TEXT SEGMENT ::

This reminds me of one "odd one out" puzzle that I thought was really clever. I dont remember the exact perameters, but basically, every item on the list was different from one another and there was no real "one difference" to point out. The answer, as it turns out, was the one that was MOST similar to the rest! Because it "fit in" when the others didnt, that meant that the odd one out was the one that was, ironically, the most fitting item in the list.
I enjoyed this one - I did it similar to your example, and worked grid square by grid square. I.e., C is the only one without a colour in A2, so we can eliminate C. D is the only one with something in B1, so we can eliminate that etc
I got a different answer: I started looking for grids short of 1 square to complete similarity and these were A,B,D & E. By elimination the result would be C. Is this line of reasoning acceptable?
I used a strategy that you did not go over, instead of ruling out grids i first found the 4 squares that were shared enough to determine they were correct, then i looked at C since that had 2 unproven squares and looked at other grids to see if any shared any of the 2 c had. The only one that shared one was square e, meaning that that had to be the correct one
Easiest way to do it is looking at what squares are common among all of them. Every one had 4 tiles except c which only had 3. So I looked for which other square had 1 of the two other shaded tiles that was the same as c (excluding the 3 tiles that all squares had), and then u know it has to be E
It wasn't that hard, I based my answer on the most common coloured squares, like you did in the first part of the video. Now my dreams can come true so I can get into Cambridge (too bad I don't have money and I'm not in the UK). 😔
@@Thriller_Author yeah. I feel like presh always takes the easiest questions from the admissions test and makes it seem like every question will be this easy
This is the first time I dont understand the question at all.I am curious how the question is formulated at Cambridge. Seeing how you start the solution made me understand the question then its relatively simple to understand that the question is simple fiind the same paterns...
If you look at the diagonals, answer B has a symmetry 0,1,1,1,1,1,0 shaded box in each diagonal (low to high, left to right). Each other answer can have a similar symmetry by changing one box.
what if the definition of "the grid is correct" was "it has 5 squares shaded, and only one on each sides (or on the perimeter)". Then grid A is correct and the four others are not with only one shaded square wrong. So ...?
My approach: I wrote all the shaded block's Rows vs Column number that is the matrix element (Aij / ith row and jth column ), then started to strike off all the similar sets like (1,3) , (2,4) and so on for the grid E all the elements were cut off, that meant E was correct and all the other just had exactly one element left.

ENTRIES SUPPLIED ::
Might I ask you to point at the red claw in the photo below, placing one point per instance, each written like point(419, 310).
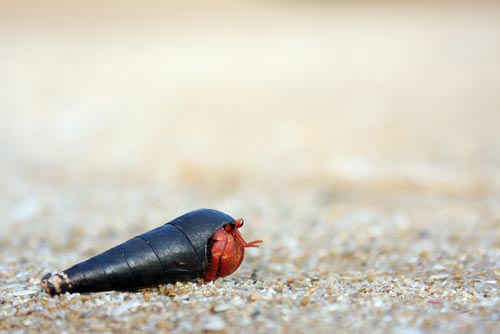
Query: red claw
point(227, 251)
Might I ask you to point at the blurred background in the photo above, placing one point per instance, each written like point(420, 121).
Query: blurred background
point(130, 113)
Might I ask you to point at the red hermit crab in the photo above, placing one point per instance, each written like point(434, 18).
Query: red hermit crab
point(203, 243)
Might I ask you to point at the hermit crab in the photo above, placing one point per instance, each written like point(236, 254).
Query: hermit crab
point(204, 243)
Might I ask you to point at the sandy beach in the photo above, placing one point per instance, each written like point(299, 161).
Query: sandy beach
point(359, 141)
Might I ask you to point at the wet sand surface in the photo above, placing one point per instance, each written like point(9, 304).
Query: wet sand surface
point(361, 143)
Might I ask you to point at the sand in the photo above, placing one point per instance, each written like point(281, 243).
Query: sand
point(359, 142)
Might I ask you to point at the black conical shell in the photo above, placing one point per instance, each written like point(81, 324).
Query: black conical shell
point(172, 252)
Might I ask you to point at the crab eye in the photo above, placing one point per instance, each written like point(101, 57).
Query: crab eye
point(239, 223)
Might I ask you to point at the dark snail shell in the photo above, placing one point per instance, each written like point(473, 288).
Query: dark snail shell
point(176, 251)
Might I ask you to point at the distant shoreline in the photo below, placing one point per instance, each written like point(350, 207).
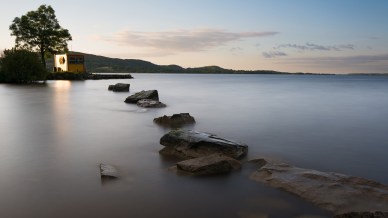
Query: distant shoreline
point(101, 64)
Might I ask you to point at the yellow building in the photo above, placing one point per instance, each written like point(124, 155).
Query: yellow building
point(69, 63)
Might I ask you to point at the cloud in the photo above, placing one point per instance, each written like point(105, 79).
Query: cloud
point(273, 54)
point(316, 47)
point(357, 63)
point(356, 59)
point(180, 40)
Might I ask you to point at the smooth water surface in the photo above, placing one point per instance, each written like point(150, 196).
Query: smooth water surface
point(54, 136)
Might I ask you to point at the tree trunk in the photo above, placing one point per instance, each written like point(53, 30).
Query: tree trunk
point(42, 57)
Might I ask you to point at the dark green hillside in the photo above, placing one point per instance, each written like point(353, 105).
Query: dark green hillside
point(101, 64)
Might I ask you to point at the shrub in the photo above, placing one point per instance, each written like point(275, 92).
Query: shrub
point(21, 66)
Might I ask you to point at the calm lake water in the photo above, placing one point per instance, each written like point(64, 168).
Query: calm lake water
point(54, 136)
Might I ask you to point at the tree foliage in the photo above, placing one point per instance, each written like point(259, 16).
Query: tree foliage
point(40, 31)
point(21, 66)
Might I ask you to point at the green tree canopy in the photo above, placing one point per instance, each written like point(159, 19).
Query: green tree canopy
point(40, 31)
point(21, 66)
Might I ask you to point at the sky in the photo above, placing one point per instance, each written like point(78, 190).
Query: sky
point(316, 36)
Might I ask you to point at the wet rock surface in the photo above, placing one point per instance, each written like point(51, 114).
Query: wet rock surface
point(187, 144)
point(335, 192)
point(119, 87)
point(375, 214)
point(149, 94)
point(209, 165)
point(149, 103)
point(108, 171)
point(176, 120)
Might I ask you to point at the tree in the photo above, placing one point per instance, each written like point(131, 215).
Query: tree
point(40, 31)
point(21, 66)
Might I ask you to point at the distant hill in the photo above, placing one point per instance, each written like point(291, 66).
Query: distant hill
point(101, 64)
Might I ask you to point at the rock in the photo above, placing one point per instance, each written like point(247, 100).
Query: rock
point(335, 192)
point(150, 94)
point(209, 165)
point(187, 144)
point(176, 120)
point(119, 87)
point(149, 103)
point(376, 214)
point(108, 171)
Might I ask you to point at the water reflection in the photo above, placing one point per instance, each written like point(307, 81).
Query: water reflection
point(61, 106)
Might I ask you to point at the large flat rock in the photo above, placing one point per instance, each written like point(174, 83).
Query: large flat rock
point(149, 103)
point(149, 94)
point(335, 192)
point(176, 120)
point(209, 165)
point(187, 144)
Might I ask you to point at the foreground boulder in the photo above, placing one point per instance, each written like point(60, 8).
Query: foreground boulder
point(176, 120)
point(150, 94)
point(375, 214)
point(187, 144)
point(119, 87)
point(149, 103)
point(208, 165)
point(108, 171)
point(335, 192)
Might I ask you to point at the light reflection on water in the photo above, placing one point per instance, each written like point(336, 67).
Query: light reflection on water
point(54, 137)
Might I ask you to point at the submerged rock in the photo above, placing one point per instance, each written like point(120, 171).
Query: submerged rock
point(375, 214)
point(108, 171)
point(119, 87)
point(187, 144)
point(149, 103)
point(150, 94)
point(335, 192)
point(176, 120)
point(209, 165)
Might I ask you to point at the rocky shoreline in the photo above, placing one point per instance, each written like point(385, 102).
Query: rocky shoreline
point(205, 154)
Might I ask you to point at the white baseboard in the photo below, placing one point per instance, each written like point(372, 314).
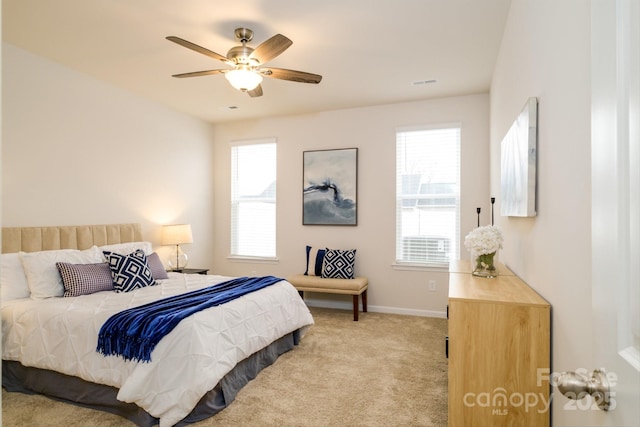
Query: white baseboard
point(376, 308)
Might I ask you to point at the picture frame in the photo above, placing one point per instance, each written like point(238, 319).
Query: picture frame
point(330, 187)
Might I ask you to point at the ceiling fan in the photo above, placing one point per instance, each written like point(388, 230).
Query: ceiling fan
point(247, 72)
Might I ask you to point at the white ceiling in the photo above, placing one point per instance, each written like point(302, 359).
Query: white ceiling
point(368, 51)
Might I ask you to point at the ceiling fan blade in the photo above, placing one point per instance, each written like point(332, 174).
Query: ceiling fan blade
point(271, 48)
point(199, 73)
point(292, 75)
point(255, 92)
point(199, 49)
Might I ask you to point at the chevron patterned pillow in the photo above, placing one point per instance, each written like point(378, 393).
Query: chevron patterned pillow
point(339, 264)
point(129, 272)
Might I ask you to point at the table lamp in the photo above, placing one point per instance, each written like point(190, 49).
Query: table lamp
point(177, 234)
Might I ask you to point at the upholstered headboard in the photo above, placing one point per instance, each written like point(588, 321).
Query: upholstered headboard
point(34, 239)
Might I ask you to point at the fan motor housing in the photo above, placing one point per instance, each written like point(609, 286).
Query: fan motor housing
point(240, 55)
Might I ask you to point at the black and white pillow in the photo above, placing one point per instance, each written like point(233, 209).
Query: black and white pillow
point(129, 272)
point(339, 264)
point(315, 256)
point(83, 279)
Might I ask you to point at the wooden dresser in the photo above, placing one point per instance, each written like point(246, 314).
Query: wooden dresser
point(499, 350)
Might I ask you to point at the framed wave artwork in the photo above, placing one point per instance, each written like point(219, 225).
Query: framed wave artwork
point(330, 187)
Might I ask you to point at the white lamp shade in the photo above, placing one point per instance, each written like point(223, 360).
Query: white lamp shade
point(176, 234)
point(243, 79)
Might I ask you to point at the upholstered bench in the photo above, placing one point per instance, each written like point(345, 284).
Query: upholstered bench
point(356, 286)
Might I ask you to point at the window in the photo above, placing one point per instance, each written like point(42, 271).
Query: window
point(253, 199)
point(427, 195)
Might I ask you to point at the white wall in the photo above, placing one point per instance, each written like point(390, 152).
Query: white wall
point(545, 53)
point(78, 151)
point(372, 131)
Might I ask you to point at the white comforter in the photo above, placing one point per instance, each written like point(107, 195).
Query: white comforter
point(61, 334)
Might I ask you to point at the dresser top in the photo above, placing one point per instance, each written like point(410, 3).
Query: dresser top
point(506, 288)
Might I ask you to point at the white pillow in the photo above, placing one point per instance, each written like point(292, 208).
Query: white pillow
point(42, 274)
point(127, 248)
point(13, 281)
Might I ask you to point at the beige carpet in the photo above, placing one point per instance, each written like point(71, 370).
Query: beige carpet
point(385, 370)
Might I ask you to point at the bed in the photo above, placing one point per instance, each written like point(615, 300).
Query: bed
point(49, 334)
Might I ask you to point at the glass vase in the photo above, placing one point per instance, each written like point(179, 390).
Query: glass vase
point(484, 265)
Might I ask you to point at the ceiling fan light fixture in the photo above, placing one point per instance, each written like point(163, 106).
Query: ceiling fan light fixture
point(243, 79)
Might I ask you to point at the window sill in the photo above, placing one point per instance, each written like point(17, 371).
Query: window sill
point(407, 266)
point(253, 259)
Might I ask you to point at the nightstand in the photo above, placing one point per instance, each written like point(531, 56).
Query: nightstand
point(191, 270)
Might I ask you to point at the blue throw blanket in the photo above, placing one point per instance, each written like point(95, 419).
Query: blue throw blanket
point(134, 333)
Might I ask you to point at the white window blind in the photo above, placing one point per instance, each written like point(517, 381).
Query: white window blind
point(253, 199)
point(427, 195)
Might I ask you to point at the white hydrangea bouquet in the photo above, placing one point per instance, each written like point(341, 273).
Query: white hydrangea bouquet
point(483, 243)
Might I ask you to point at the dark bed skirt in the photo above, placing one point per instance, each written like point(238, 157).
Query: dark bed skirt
point(74, 390)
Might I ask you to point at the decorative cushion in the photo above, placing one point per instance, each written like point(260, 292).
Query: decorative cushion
point(314, 261)
point(83, 279)
point(13, 281)
point(43, 276)
point(157, 268)
point(129, 272)
point(127, 248)
point(339, 264)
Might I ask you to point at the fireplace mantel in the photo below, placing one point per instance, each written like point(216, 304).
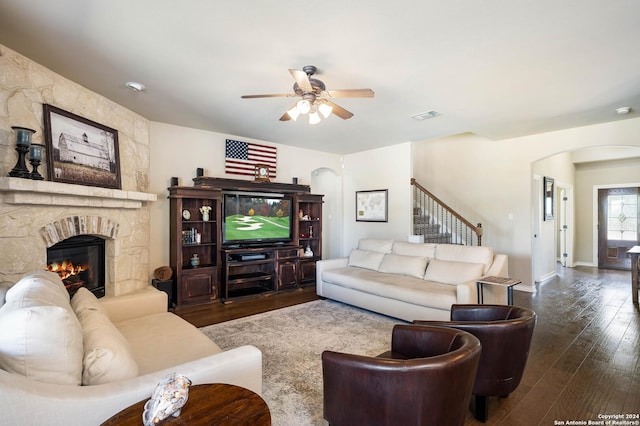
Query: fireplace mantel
point(25, 191)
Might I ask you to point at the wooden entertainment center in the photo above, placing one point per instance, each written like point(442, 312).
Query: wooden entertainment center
point(205, 270)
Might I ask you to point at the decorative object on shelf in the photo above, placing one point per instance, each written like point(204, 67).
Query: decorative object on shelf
point(163, 273)
point(23, 140)
point(170, 395)
point(372, 206)
point(241, 157)
point(262, 172)
point(205, 212)
point(35, 157)
point(81, 151)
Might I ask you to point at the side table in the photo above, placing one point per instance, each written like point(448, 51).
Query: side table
point(207, 405)
point(509, 283)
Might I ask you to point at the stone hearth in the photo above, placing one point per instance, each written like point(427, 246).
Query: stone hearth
point(35, 215)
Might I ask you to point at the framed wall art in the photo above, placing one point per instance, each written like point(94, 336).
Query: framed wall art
point(79, 150)
point(372, 206)
point(548, 194)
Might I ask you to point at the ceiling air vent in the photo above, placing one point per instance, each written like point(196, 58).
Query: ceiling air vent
point(426, 115)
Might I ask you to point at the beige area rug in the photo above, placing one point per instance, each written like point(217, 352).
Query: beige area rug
point(292, 340)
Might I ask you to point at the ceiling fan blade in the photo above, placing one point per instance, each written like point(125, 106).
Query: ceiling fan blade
point(338, 110)
point(302, 79)
point(272, 95)
point(350, 93)
point(286, 116)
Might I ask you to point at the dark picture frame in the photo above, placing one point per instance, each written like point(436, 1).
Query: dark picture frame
point(548, 192)
point(372, 206)
point(79, 150)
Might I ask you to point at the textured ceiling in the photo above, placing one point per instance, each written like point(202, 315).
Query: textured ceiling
point(497, 68)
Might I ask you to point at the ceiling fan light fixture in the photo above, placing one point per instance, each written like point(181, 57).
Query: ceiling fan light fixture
point(314, 118)
point(294, 113)
point(325, 109)
point(303, 106)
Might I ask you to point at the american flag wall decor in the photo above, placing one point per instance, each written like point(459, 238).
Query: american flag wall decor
point(241, 158)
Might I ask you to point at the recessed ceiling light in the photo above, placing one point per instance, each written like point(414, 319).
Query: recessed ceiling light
point(135, 86)
point(426, 115)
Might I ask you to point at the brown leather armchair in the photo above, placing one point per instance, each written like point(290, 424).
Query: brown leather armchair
point(505, 333)
point(426, 379)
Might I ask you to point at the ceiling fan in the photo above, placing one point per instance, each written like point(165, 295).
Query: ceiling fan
point(315, 97)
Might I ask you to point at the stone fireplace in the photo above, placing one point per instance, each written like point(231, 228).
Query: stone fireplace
point(80, 262)
point(37, 215)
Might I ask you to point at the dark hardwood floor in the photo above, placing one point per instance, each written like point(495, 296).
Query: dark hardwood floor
point(584, 359)
point(202, 315)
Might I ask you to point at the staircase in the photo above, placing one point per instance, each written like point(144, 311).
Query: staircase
point(438, 223)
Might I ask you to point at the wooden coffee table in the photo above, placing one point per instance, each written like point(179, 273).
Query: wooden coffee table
point(207, 405)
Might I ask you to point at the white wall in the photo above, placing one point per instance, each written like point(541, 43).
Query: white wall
point(383, 168)
point(179, 151)
point(490, 181)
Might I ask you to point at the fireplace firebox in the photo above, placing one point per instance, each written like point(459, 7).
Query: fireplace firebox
point(80, 262)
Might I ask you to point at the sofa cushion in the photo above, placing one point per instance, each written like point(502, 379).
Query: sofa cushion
point(372, 244)
point(411, 290)
point(107, 355)
point(164, 340)
point(404, 248)
point(41, 337)
point(365, 259)
point(450, 272)
point(39, 288)
point(460, 253)
point(84, 300)
point(413, 266)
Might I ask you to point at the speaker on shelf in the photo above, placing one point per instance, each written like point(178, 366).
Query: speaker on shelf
point(167, 287)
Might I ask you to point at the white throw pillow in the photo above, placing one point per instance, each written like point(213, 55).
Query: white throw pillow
point(413, 266)
point(414, 249)
point(372, 244)
point(41, 337)
point(107, 354)
point(365, 259)
point(39, 288)
point(43, 343)
point(450, 272)
point(85, 300)
point(470, 254)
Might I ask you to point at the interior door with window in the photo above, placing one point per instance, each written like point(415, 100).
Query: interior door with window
point(617, 226)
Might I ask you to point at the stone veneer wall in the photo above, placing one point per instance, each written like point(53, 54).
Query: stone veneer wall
point(24, 87)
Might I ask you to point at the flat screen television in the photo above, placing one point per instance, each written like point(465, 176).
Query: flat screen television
point(253, 219)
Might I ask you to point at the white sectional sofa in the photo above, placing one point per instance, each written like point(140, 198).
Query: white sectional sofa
point(80, 361)
point(411, 281)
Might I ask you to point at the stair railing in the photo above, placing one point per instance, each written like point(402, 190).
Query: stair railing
point(438, 222)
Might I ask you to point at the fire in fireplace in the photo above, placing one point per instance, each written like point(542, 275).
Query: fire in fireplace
point(80, 262)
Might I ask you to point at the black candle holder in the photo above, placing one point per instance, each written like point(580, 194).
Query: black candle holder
point(23, 140)
point(35, 157)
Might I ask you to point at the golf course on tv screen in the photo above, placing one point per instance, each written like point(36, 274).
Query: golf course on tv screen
point(255, 218)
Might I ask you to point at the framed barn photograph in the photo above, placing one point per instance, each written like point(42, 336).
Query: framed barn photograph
point(372, 206)
point(79, 150)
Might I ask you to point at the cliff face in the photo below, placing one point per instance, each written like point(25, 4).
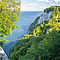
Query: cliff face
point(44, 16)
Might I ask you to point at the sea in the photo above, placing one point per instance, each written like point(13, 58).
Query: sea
point(28, 17)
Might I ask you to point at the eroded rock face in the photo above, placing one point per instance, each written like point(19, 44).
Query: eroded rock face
point(44, 16)
point(3, 56)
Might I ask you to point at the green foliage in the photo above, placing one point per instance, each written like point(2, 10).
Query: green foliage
point(42, 43)
point(8, 18)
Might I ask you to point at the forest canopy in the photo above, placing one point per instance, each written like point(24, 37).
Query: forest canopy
point(42, 42)
point(9, 9)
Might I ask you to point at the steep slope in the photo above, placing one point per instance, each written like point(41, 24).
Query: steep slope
point(43, 40)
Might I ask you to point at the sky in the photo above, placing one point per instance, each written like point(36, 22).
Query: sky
point(38, 5)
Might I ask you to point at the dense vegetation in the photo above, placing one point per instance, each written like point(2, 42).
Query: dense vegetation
point(42, 43)
point(8, 18)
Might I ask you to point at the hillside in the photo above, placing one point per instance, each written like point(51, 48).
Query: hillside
point(43, 40)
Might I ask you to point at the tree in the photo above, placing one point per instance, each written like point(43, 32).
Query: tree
point(9, 9)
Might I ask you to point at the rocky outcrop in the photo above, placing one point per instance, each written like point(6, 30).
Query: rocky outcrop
point(44, 16)
point(3, 56)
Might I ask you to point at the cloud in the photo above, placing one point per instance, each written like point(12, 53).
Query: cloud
point(50, 1)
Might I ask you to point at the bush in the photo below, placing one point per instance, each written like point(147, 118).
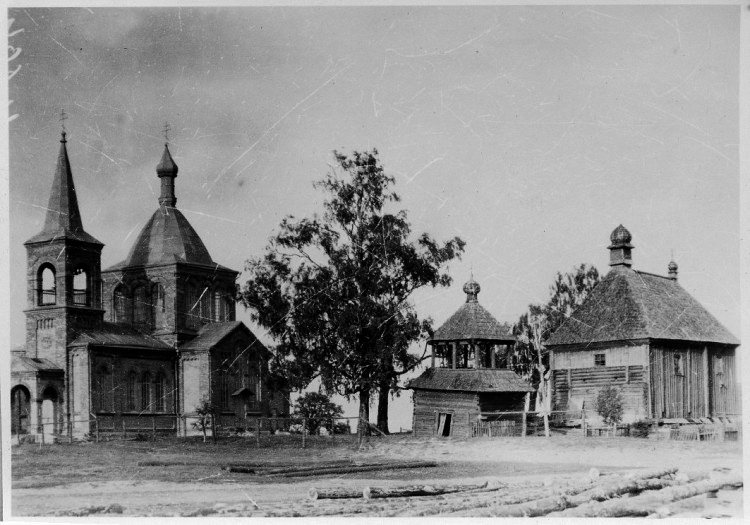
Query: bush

SET TASKS ::
- a) Taking the puzzle comments, write out the part that opens with the words containing "I enjoyed this" and closes with "of reasoning acceptable?", substituting "rule out" for "eliminate".
- b) Decide whether each statement agrees with the puzzle comments, answering yes or no and quoting the words that settle it. (i) In the remembered "odd one out" puzzle, the answer was the item most similar to the rest. (ii) The commenter who hopes to get into Cambridge lives in the UK. (iii) One commenter says C had fewer shared tiles than every other grid.

EXPECTED RESPONSES ::
- a)
I enjoyed this one - I did it similar to your example, and worked grid square by grid square. I.e., C is the only one without a colour in A2, so we can rule out C. D is the only one with something in B1, so we can rule out that etc
I got a different answer: I started looking for grids short of 1 square to complete similarity and these were A,B,D & E. By elimination the result would be C. Is this line of reasoning acceptable?

- b)
(i) Yes: "The answer, as it turns out, was the one that was MOST similar to the rest!"
(ii) No: "I'm not in the UK"
(iii) Yes: "Every one had 4 tiles except c which only had 3."